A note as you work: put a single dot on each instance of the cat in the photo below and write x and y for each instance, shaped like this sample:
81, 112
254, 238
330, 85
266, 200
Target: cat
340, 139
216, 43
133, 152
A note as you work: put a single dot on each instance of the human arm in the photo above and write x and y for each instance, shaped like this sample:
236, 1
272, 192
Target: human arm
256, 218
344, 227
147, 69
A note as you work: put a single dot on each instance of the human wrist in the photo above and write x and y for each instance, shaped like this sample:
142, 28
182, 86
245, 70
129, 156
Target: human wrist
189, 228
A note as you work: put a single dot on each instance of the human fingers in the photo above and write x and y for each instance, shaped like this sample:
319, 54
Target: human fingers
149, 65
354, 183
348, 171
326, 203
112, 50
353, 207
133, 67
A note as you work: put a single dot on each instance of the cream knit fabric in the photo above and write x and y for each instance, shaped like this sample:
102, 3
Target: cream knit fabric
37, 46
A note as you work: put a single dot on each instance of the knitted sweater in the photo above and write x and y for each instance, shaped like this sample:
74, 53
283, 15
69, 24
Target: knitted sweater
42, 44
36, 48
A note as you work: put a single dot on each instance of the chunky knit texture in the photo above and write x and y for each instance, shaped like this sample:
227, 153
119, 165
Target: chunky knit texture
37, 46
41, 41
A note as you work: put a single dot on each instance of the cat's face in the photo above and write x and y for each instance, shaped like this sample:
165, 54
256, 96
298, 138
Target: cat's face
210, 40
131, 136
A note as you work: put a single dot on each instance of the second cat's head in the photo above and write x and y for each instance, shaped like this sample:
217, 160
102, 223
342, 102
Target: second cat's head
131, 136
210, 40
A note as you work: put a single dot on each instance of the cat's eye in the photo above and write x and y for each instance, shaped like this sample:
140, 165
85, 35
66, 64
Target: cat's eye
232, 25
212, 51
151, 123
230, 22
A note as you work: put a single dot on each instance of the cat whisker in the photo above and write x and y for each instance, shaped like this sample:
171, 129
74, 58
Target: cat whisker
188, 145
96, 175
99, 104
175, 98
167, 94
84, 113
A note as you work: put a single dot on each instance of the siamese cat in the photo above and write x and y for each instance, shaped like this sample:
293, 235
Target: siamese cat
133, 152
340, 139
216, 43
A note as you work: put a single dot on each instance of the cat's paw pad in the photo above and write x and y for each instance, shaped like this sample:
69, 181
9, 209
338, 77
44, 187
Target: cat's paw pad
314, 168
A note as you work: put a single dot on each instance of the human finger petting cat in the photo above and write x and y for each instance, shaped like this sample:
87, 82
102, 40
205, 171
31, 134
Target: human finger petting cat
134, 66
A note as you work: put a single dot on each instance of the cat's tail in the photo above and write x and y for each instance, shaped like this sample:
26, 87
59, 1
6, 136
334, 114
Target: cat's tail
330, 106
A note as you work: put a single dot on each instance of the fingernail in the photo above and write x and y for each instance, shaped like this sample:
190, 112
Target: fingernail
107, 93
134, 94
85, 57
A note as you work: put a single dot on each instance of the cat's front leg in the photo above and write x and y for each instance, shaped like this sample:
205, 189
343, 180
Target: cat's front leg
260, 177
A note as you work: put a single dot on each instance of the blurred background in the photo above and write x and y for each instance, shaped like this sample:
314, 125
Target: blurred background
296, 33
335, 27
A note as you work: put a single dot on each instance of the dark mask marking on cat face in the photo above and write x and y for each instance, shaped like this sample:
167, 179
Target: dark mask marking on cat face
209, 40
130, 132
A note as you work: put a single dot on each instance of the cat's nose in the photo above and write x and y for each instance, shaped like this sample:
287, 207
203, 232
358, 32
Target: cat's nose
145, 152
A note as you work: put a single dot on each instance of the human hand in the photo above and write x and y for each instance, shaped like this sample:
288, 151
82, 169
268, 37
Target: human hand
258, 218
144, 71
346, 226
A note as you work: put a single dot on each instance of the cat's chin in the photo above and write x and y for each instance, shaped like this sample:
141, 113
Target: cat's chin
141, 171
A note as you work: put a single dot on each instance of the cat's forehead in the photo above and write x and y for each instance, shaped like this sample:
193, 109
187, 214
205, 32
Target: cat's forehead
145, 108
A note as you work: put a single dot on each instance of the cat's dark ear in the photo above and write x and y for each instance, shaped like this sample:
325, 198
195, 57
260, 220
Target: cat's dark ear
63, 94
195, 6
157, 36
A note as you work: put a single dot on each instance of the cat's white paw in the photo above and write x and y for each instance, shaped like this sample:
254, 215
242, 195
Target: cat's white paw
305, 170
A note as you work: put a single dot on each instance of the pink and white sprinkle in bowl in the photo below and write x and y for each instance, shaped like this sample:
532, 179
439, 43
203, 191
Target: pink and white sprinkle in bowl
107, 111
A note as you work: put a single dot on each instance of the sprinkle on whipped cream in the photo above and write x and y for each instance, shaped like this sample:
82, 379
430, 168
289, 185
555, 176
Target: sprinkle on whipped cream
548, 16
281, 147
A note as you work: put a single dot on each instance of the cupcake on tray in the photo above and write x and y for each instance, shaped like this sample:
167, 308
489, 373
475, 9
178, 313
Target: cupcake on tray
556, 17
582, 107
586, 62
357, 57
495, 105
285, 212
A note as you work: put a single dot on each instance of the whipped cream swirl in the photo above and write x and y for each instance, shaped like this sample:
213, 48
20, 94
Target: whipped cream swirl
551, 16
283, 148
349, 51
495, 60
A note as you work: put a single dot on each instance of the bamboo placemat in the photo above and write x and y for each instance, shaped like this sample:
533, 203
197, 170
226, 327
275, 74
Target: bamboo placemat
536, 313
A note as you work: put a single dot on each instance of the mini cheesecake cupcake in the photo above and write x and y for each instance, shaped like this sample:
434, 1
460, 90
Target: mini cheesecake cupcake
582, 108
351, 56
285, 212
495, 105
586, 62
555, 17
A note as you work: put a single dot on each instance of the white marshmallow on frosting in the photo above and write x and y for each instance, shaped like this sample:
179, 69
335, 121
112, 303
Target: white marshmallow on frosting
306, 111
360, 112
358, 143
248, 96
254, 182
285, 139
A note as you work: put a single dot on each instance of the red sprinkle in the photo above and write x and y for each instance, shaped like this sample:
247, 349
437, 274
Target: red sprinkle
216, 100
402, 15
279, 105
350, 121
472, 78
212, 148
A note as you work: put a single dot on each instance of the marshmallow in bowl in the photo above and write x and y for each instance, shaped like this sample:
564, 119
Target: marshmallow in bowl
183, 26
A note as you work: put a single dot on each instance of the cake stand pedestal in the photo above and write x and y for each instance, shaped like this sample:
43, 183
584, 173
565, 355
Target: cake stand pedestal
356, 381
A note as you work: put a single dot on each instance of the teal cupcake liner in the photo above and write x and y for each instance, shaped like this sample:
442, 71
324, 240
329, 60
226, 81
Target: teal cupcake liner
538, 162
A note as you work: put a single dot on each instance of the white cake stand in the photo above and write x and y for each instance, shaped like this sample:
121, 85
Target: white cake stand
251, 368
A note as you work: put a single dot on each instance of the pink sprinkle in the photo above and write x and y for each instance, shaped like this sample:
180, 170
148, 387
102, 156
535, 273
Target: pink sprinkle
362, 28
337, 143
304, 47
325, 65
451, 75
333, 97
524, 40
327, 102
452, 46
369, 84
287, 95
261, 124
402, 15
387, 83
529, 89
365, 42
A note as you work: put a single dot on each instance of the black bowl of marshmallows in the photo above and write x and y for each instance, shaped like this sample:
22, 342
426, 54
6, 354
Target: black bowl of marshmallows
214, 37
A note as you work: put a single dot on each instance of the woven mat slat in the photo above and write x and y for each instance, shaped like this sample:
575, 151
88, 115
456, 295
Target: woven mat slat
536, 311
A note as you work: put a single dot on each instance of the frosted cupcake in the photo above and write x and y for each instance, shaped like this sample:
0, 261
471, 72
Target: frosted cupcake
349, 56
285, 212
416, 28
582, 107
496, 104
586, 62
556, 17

☆ ☆ ☆

● Short exercise
Output every record above exactly as it appears.

● Response to the exercise
A note as you work: put a single dot on each instance of the cat in the photo below and write x and y for each instance, shaped like this sample:
81, 112
254, 238
330, 85
266, 200
Target: cat
340, 139
216, 43
133, 152
A note as you work: put a single dot on each instance of the human arm in the photo above and write x and y for each instance, shaped like this sample:
236, 1
272, 192
Target: human arm
256, 218
344, 227
147, 69
A note as you work: put a single dot on each instance of the human wrist in the photo above and write x and y for each instance, shaped like this sample:
142, 28
182, 86
245, 70
129, 156
Target: human wrist
189, 228
A note as you work: put a single dot on each instance of the human fingers in the photo above and write x and y for each instance, shaped like this sample:
319, 54
Target: human fingers
149, 65
354, 183
348, 171
326, 203
112, 50
353, 207
133, 67
A note as you work: put a single dot on each instance of the cream knit fabric in the photo above and write x and y for each instance, shaped like this sample:
102, 3
Target: cream knit fabric
37, 46
A note as you work: put a single dot on each instance of the knitted sweater in the photo above and write x and y for each instance, shaped like this sample:
74, 53
283, 15
69, 24
Target: knitted sweater
42, 44
36, 48
A note as you work: put a single dot on each instance of the chunky knit texture in the photo above and write x and y for each instance, shaped like this sample:
227, 153
119, 165
Target: chunky knit texture
37, 46
41, 41
A note as you work: put a single dot on each instance of the cat's face in the photo above and write x and y for each instance, shaped like this sample:
165, 54
256, 96
298, 138
Target: cat's face
210, 40
131, 136
A note as you work: put a single dot on each instance of the second cat's head in the photo above and write x and y for each instance, shaped like this sample:
217, 160
102, 223
342, 102
Target: second cat's head
131, 136
210, 40
A note as you work: put a single dot on each instance of the cat's eye in the photo above and write x and y for each instance, shaped like this sample:
140, 165
85, 35
66, 64
Target: cat's eye
232, 25
212, 51
151, 123
230, 22
A note as you work: put a single dot on each instance of the cat whisker in the photo above and write x and y for each instance, shaped like this sample:
171, 129
74, 58
Target: cat whisker
188, 145
96, 175
99, 104
175, 98
167, 94
84, 113
A note as you work: put a single dot on each instance of the siamese cat in the photo above and write x and y for each instance, shaped like this sample:
293, 235
Target: siamese cat
133, 152
340, 139
216, 43
A note as you work: put a single dot on each instance of the cat's paw pad in the photo above and write x and y for each instance, shaped like this sample:
69, 181
9, 209
338, 77
44, 187
Target: cat's paw pad
314, 168
A note as you work: put a single dot on each instance of the human finger petting cat in the photo above and write x and y for each instance, shaped like this sample:
87, 82
102, 40
205, 171
31, 134
Target: human finger petting cat
134, 66
A note as you work: put a single dot on each instance of the cat's tail in the photo above and write x and y for each instance, shaped like this sample:
26, 87
59, 1
6, 136
334, 114
Target: cat's tail
330, 106
A note as you work: put a single dot on each instance of the fingernail in the photo above and write x and y for each instance, shaped like this sample:
190, 112
Target: fingernail
107, 93
134, 94
85, 57
A note as you work: put a single dot on each instance of the cat's front leg in the photo above and write x and y for each instance, shaped like this sample:
205, 189
343, 180
Target: cat's front leg
260, 177
A note as you work: put a single dot on each instance of the blurred background in the photo above and write x and y for each instance, shaped like this sample:
314, 125
Target: blurred background
296, 33
335, 27
A note as you work: put a single dot on each instance of the dark mask marking on cat face in the photo above and write x and y for each instance, shaped like this sample:
167, 179
Target: dark mask marking on cat face
209, 40
130, 132
A note as you work: put a single dot on each instance of the cat's nose in the photo above and write x and y for each instance, shaped like this sample:
287, 207
203, 232
358, 32
Target: cat's nose
145, 152
A note as you work: put a single dot on each instance of the human hand in the photo above and write x and y for each instance, shaped like this sample:
288, 151
82, 169
268, 37
Target: human hand
258, 218
144, 71
346, 226
A note as you work: put a single dot on each instance of the cat's chin in the photo above and write x and y for each instance, shaped like this sample:
141, 113
Target: cat's chin
141, 171
A note as you work: put a single dot on each instance of the cat's forehead in the photo above and write x and y for each instance, shaped like this sample:
193, 109
187, 214
205, 32
Target: cat's forehead
145, 108
A note as you work: put a single dot on each instance of the cat's dark ear in the photo above and write x and y for each instance, shaped like this sample:
325, 198
195, 57
260, 220
Target: cat's dark ear
63, 94
195, 6
157, 36
A note as you work: put a single dot on each instance of the cat's white paw in the photo above and write x and y for each instance, shaped like this sample:
254, 215
242, 195
Target: cat's white paw
305, 170
A note as you work: put a single dot on each instance of the pink and white sprinkle in bowl in the photo below and write x and y for each instance, shaped like this sample:
532, 179
439, 43
203, 191
Target: pink and white sprinkle in bowl
107, 111
A note as you work: put a single dot on each instance of the sprinkle on whipped cream in the photo above and write x and y for each instance, shaped like this sample:
82, 379
430, 168
289, 185
555, 176
Target: sprinkle on whipped cream
548, 16
281, 147
A note as you work: put a single dot on each instance of the cupcake on tray in the photo above and write x and y for each instance, shaped like this sample:
167, 308
489, 373
475, 9
178, 313
Target: cupcake on tray
556, 17
582, 107
586, 62
357, 57
495, 105
285, 212
A note as you work: put a single dot on each instance of the whipped cream swirl in the photo above and write x and y for each instance, shaped like this sample:
213, 48
20, 94
Target: whipped cream swirl
551, 16
283, 148
349, 51
495, 60
A note as you work: put a single dot on each instance of the bamboo placemat in the photo above and write x and y for each instance, shaped like this sample:
533, 203
197, 170
226, 327
275, 74
Target: bamboo placemat
536, 313
A note as you work: put a single dot on each instance of the mini cheesecake cupcake in the photo above and write x and y for each instance, shaped like this sample:
434, 1
460, 90
Target: mini cheesecake cupcake
582, 108
351, 56
285, 212
495, 105
586, 62
555, 17
A note as you work: put a single dot on each instance of the white marshmallow on frosting in the photo above and write x and y for each instance, shaped like this sample:
179, 69
335, 121
112, 303
Target: white marshmallow on frosting
306, 111
360, 112
358, 143
248, 96
254, 182
285, 139
A note as you work: put a single dot on each instance of the red sprinkle in the photo above and write x and y for each instance, shaped like this sample:
247, 349
437, 274
Target: red sprinkle
216, 100
402, 15
279, 105
350, 121
472, 78
212, 148
A note as you work: put a single dot on each instance of the marshmallow in bowl in the photo above and write x and y for each instance, shaped like this sample:
564, 119
Target: marshmallow in bowl
183, 26
A note as you work: put a single dot on each instance of the cake stand pedestal in the photo above and write x and y for each instance, shaped like this sample:
43, 183
584, 173
565, 355
Target: cake stand pedestal
356, 381
A note as you work: put a single dot on each instance of the teal cupcake liner in the photo above and write x and y for each instance, shaped like this sample:
442, 71
324, 240
329, 60
226, 81
Target: teal cupcake liner
538, 162
A note as you work: put a single dot on each instance of the white cake stand in the photo above and write x and y for each instance, shaped like this sample:
121, 85
Target: white cake stand
251, 368
A note as you work: put a single dot on each instance of the pink sprinkle in the photo above and write x and y for each instance, shaped like this sample:
180, 170
148, 387
102, 156
535, 273
Target: pink sprinkle
362, 28
337, 143
304, 47
325, 65
451, 75
333, 97
524, 40
327, 102
452, 46
369, 84
287, 95
261, 124
402, 15
387, 83
529, 89
365, 42
A note as you work: put a single dot on each instance of the black bowl of marshmallows in the photo above and write x and y for each instance, shaped like this sample:
22, 342
426, 54
6, 354
Target: black bowl of marshmallows
214, 37
A note as you work: put a single dot on each instance of the woven mat slat in the photo above and write x and y for each instance, shaped like this sample:
575, 151
88, 115
456, 295
Target: woven mat slat
536, 311
A note as you work: put a single dot on each instance of the frosted cupcake in the photo above and write x and y for each instance, shaped like this sample:
0, 261
471, 72
Target: frosted cupcake
349, 56
285, 212
416, 28
582, 107
496, 104
586, 62
556, 17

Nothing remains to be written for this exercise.